▶ EXERCISE GOAL
Write out every line of the records below verbatim, but leave the pictures out.

▶ INPUT
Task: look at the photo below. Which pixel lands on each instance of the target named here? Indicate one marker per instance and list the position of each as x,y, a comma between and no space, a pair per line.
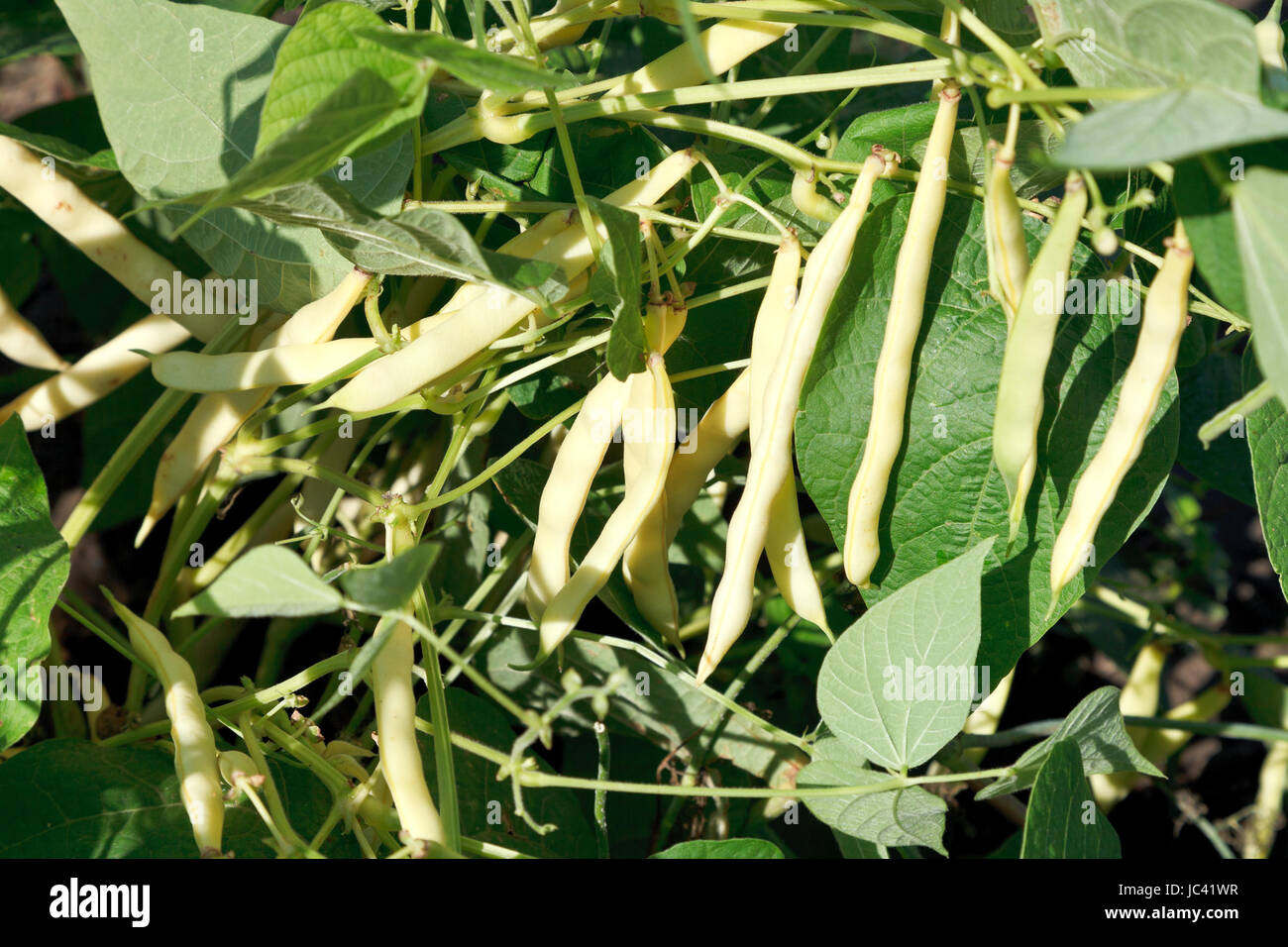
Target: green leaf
179,127
1210,228
267,579
1098,728
76,799
477,67
721,848
34,566
944,491
321,55
909,815
1063,819
343,124
1267,442
1151,43
1258,201
419,241
616,285
389,585
102,159
871,688
34,30
1175,124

▶ EXPECTED ANSWER
Task: look at the photo below. Which pixel lands on each instance of the target named here? Indicate one marker per instance and list the position of each as x,y, a comma between and no space, a pair per line.
Target: green leaf
179,127
1210,228
267,579
1098,728
76,799
477,67
721,848
34,566
944,491
321,55
909,815
1063,819
343,124
1267,442
1151,43
1258,201
419,241
616,285
389,585
102,159
871,688
34,30
1175,124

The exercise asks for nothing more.